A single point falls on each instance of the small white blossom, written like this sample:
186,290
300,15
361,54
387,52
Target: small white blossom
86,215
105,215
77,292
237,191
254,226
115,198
————————
-- TASK ITEM --
Type out the material above once more, exactly.

-- RESPONSE TO THE TASK --
A single point falls on each instance of the small white blossom, written like this sample:
186,290
300,15
361,54
387,52
Target: small white blossom
86,215
105,215
77,292
237,191
254,226
115,198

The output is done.